* **What is being asked**:
Reproduce the lines of the listing below verbatim, starting at the line that contains "Each <instance> block can" and ending with the line that contains "box: [155, 212, 376, 443]", both included. Copy only those lines.

>>>>

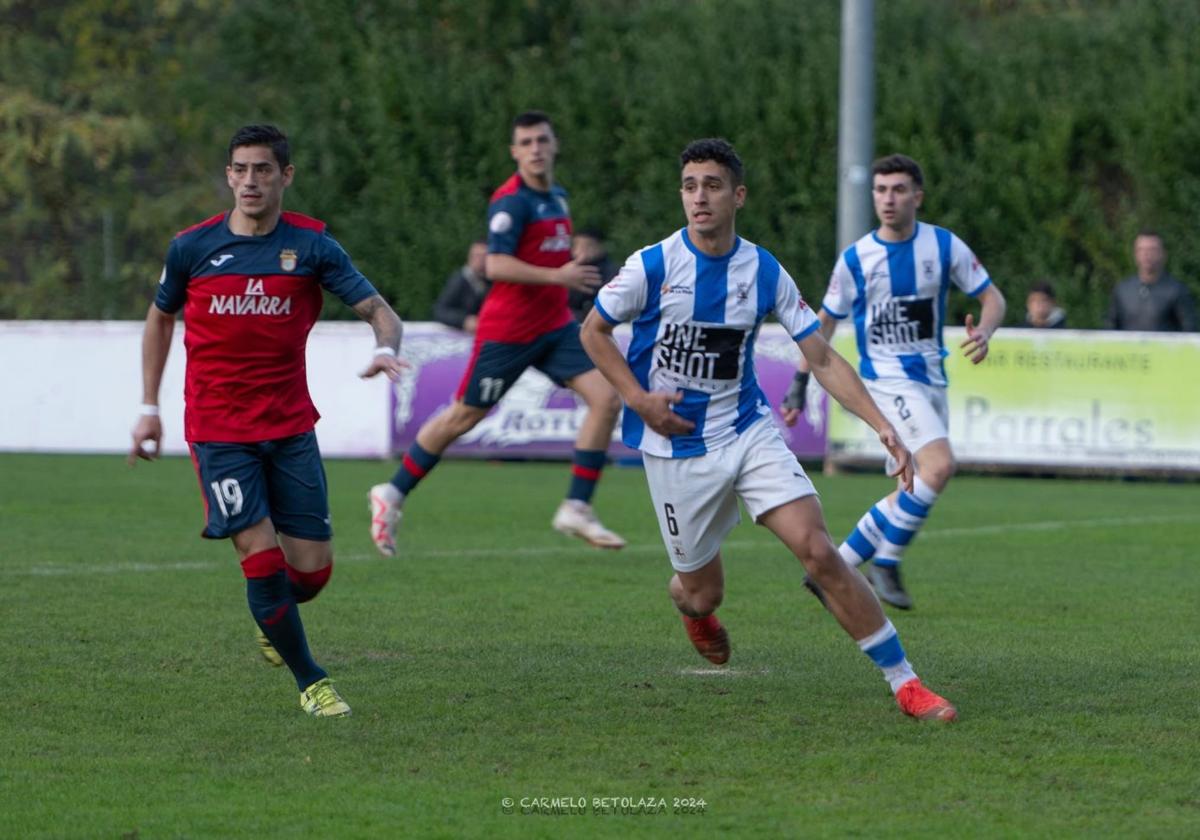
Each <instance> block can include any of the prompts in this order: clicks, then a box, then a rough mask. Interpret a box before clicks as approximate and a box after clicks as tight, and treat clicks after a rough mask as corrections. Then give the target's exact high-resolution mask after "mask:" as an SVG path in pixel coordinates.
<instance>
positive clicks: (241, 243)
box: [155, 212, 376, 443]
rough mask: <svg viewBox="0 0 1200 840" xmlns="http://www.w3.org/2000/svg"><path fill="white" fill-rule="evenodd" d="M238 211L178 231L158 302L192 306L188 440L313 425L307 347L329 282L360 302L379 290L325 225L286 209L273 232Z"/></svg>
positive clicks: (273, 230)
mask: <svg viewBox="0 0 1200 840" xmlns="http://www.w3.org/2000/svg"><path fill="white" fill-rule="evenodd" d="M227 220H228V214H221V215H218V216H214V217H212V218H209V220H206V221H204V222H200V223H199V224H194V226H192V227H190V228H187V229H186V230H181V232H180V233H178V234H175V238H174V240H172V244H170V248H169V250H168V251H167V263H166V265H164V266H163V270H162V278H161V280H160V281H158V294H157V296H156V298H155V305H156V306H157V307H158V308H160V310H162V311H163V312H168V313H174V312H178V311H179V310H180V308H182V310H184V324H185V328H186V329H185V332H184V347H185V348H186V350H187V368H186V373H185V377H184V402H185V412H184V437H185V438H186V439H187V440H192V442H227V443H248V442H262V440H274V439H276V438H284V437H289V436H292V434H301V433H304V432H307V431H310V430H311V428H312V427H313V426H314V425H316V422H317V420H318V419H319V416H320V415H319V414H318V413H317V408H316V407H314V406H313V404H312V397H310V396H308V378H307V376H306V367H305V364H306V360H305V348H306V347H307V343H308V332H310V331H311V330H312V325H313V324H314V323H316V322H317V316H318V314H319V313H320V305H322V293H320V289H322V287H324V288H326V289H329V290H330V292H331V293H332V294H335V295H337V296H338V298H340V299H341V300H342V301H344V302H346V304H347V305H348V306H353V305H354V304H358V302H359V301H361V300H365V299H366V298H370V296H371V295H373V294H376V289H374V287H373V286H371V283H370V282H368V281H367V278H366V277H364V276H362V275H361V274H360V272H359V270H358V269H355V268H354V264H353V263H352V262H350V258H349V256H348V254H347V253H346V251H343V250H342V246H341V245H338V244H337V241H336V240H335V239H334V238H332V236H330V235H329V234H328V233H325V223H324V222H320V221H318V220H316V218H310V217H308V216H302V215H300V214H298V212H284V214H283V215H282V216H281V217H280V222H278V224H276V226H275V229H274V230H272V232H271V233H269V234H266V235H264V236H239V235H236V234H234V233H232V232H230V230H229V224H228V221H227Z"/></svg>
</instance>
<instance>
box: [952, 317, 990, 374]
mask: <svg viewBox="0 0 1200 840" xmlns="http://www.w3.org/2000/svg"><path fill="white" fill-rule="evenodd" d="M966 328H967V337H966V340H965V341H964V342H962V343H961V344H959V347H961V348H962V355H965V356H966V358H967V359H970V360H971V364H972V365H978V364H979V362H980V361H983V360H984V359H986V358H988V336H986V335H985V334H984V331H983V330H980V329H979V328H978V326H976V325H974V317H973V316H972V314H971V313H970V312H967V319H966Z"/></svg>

<<<<
>>>>

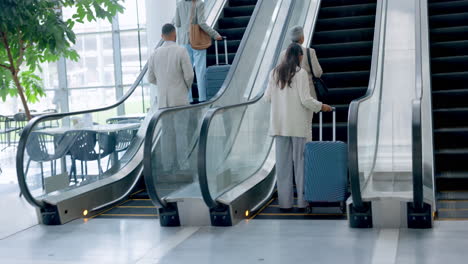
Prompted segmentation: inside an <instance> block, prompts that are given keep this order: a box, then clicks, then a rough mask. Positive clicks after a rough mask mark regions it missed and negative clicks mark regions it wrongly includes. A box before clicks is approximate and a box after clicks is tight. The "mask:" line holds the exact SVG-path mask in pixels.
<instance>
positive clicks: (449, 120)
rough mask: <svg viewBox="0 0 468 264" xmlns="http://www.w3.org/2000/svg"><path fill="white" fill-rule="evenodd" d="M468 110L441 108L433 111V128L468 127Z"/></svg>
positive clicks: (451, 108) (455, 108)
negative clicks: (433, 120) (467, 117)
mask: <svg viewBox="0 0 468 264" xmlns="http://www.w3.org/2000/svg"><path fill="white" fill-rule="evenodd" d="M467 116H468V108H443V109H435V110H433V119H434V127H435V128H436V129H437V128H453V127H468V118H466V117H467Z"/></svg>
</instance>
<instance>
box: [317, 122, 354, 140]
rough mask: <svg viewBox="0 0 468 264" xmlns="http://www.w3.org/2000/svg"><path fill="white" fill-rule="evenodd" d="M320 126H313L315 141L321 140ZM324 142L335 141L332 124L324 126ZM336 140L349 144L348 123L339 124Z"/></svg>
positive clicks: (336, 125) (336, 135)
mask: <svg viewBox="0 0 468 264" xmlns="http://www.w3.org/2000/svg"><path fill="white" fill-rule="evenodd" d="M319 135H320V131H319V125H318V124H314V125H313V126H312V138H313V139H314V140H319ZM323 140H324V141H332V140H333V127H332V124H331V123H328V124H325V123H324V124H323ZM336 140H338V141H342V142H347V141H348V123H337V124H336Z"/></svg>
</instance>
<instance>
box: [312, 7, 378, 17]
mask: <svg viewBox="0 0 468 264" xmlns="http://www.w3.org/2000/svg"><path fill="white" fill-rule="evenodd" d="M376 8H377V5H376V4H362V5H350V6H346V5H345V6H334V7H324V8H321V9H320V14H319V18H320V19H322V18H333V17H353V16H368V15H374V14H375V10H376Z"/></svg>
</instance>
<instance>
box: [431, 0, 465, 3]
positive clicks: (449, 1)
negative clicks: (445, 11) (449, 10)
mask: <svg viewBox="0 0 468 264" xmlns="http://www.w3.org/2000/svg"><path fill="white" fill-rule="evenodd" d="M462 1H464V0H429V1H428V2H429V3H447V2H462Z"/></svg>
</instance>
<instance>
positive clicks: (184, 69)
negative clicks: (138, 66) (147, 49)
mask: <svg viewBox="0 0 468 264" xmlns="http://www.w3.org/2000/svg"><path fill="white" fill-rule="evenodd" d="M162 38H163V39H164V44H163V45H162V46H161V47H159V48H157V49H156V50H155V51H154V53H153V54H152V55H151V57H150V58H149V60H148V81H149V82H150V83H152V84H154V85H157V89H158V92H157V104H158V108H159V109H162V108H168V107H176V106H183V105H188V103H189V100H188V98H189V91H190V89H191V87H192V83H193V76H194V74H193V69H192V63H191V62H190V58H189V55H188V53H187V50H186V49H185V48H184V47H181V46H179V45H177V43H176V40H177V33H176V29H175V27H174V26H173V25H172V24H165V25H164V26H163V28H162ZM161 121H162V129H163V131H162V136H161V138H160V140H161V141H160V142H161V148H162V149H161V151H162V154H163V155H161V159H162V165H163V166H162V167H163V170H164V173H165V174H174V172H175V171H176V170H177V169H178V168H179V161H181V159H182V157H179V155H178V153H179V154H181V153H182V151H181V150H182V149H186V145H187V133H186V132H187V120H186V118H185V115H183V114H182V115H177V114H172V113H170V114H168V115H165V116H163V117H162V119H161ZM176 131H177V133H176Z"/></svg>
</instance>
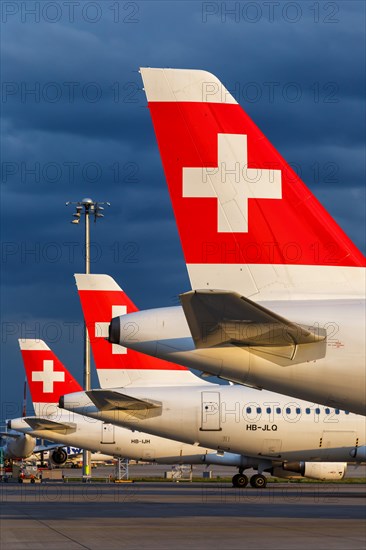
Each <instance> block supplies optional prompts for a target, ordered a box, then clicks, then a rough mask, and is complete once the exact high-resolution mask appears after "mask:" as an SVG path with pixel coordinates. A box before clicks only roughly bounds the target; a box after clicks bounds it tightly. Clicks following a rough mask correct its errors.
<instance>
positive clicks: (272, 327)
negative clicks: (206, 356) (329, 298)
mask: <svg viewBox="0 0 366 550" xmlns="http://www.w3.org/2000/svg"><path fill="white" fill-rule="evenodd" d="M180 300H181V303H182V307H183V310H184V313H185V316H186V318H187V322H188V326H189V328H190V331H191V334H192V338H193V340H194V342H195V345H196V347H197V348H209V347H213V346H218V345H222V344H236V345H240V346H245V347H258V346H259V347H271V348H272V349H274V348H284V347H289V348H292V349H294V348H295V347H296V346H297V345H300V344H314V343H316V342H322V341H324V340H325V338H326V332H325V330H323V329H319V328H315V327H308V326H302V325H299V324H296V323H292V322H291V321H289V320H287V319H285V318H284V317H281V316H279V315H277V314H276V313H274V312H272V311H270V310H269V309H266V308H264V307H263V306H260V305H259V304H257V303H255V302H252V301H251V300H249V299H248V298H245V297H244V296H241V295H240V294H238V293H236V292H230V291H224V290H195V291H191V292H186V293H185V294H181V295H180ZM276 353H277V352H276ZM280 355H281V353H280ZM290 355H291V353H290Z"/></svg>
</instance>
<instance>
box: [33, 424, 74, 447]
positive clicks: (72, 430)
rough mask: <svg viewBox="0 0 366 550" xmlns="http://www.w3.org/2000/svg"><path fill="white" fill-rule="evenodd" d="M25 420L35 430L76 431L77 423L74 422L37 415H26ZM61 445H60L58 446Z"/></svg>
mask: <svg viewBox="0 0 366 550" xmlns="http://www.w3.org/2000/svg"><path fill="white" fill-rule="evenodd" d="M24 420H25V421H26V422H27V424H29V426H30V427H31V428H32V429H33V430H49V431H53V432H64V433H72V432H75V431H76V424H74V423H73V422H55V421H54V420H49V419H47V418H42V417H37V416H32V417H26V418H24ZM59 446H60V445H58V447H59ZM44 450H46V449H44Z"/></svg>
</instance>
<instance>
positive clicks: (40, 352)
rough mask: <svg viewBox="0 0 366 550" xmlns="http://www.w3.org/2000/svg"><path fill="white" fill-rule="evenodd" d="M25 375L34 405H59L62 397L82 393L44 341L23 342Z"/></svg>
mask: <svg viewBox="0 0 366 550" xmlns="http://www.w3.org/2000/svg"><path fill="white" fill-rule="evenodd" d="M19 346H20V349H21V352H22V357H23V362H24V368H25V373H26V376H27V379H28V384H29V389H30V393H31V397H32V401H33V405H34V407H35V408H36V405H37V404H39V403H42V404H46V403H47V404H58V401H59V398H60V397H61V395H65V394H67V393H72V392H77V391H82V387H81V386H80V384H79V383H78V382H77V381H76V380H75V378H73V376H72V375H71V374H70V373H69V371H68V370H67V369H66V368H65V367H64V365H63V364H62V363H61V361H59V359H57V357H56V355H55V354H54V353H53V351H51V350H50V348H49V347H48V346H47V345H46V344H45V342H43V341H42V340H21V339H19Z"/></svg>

<<<<

* **Your response**:
Each <instance> block can include any of the prompts in this order: clicks, then a box, then a rough mask. Interpret a box before clicks as approximate and a box after clicks as tight, and treat clicks after a rough mask as corrections. Then give the target's exact high-resolution mask after "mask:" as an SVG path in pixel coordinates.
<instance>
positive clicks: (241, 243)
box: [155, 212, 376, 443]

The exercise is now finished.